DATASET CONTENT:
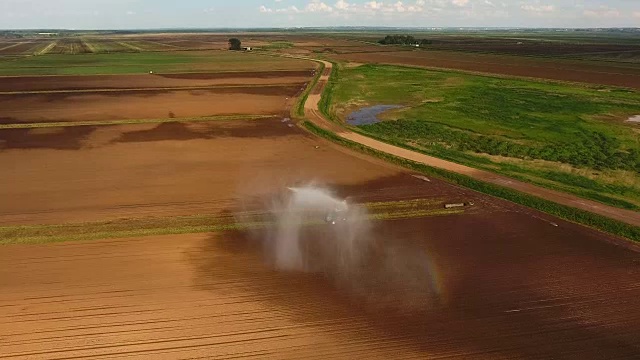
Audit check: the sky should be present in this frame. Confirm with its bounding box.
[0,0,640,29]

--

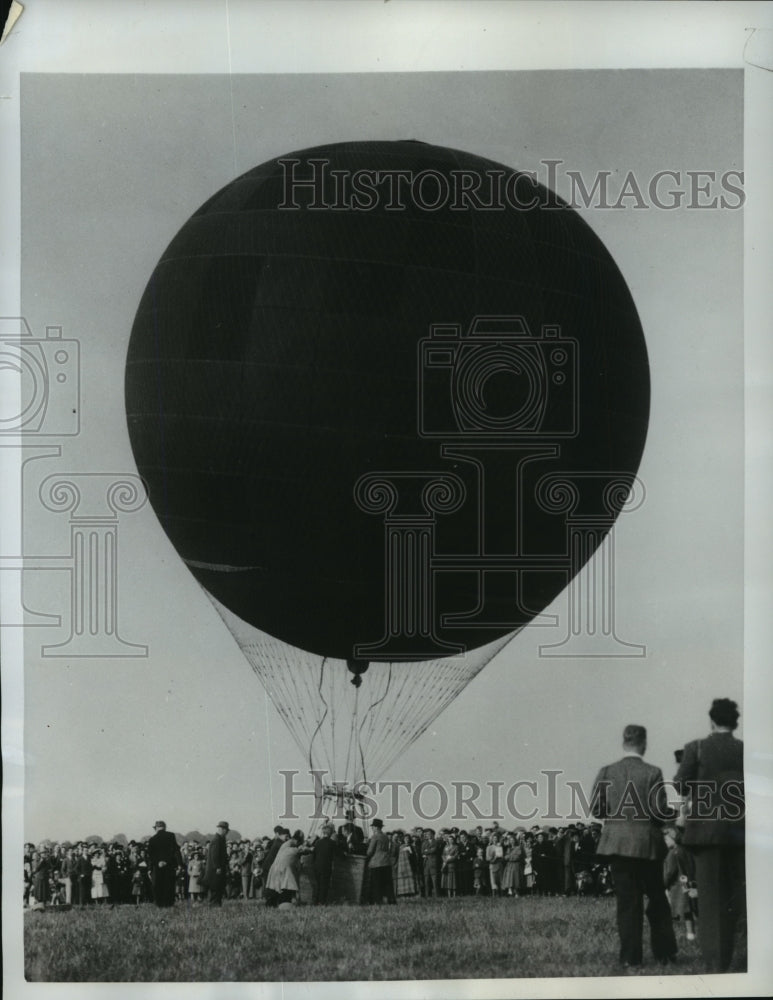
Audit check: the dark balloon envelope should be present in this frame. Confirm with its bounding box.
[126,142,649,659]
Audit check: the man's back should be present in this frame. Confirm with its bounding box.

DIRECTIONS FOR THIS TASK: Reproduce the rows from the line containing "Audit check: the sky" through the line containing "[0,0,640,29]", unchanged and with both end lines included.

EXERCISE SOLUTION:
Audit check: the sky should be present in this frame. Confirm with its bounding box.
[0,0,640,29]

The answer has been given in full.